Task brief:
The answer must be an exact transcription of the lines below from the first through the one containing "point_to MUST return one point per instance of the palm", with the pictures left out; please add nothing else.
[Start of section]
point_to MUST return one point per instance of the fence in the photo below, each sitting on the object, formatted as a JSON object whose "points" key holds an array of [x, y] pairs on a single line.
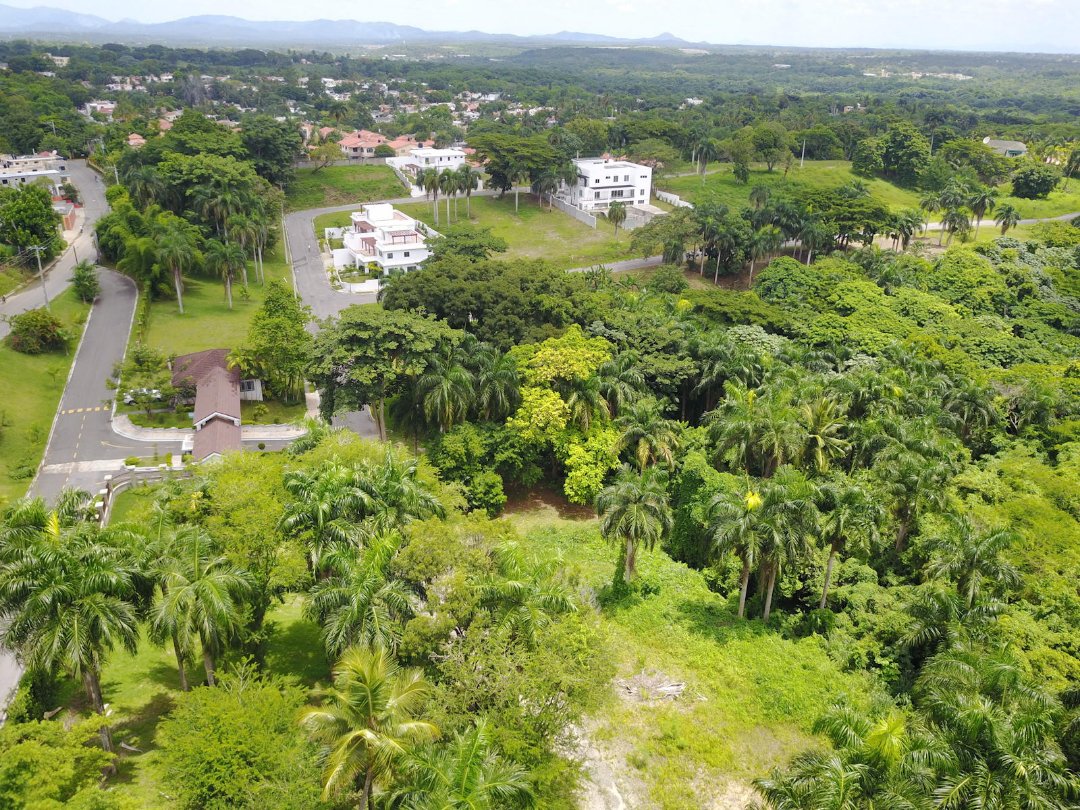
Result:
{"points": [[115, 484], [575, 212], [671, 199]]}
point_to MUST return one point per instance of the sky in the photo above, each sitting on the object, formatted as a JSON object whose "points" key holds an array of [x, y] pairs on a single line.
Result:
{"points": [[994, 25]]}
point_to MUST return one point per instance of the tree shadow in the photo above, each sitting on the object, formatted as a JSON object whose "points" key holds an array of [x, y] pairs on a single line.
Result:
{"points": [[717, 622]]}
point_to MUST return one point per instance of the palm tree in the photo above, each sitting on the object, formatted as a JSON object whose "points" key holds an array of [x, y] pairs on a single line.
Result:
{"points": [[498, 383], [824, 423], [178, 252], [448, 185], [764, 242], [66, 596], [1007, 217], [972, 557], [648, 434], [360, 603], [617, 215], [982, 200], [850, 518], [446, 390], [225, 258], [467, 773], [733, 526], [634, 512], [524, 596], [326, 504], [366, 721], [621, 381], [468, 181], [201, 597]]}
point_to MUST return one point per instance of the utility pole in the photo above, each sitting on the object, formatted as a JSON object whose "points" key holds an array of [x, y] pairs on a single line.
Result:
{"points": [[41, 274]]}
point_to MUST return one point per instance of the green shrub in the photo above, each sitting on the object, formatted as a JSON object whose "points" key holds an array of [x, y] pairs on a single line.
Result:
{"points": [[36, 332]]}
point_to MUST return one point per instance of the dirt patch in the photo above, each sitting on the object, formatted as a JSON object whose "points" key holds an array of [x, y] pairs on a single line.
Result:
{"points": [[649, 688], [541, 498]]}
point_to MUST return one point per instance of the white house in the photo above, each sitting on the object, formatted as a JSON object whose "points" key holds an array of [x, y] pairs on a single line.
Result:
{"points": [[17, 170], [383, 237], [604, 180], [423, 158]]}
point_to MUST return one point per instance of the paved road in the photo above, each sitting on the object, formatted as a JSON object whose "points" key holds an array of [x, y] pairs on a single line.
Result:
{"points": [[58, 278]]}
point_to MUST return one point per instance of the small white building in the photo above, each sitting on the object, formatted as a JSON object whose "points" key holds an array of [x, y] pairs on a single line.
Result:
{"points": [[604, 180], [18, 170], [423, 158], [382, 237]]}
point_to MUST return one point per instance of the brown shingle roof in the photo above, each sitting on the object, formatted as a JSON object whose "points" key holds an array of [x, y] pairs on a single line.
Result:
[End of section]
Solution to this task:
point_to MUST return one point per instance of the fence in the photo below, each sitting on the object, formatted as a JSON object whose "points" key holds an array of [x, y] pairs on a single line.
Result:
{"points": [[115, 484], [575, 212], [671, 199]]}
point_to MUST return one point per instance of the sky in the photo above, each sitting on the object, formatted as a JSON object whose "points" key holds an array of [x, y] pairs on a single line.
Result:
{"points": [[994, 25]]}
point_to MUST return one point per instance of the tree shadow in the photo above, each sitting on the object, formatted as a JSON object whose "points" key holds an array of [x, y] pairs on a single line.
Result:
{"points": [[717, 622]]}
point_to MUST return one point per instance of the palm tree in the photo above, each sitting on the object, formatted as a JSON object whose "points" key holds an array of [x, y] pairs on a single line.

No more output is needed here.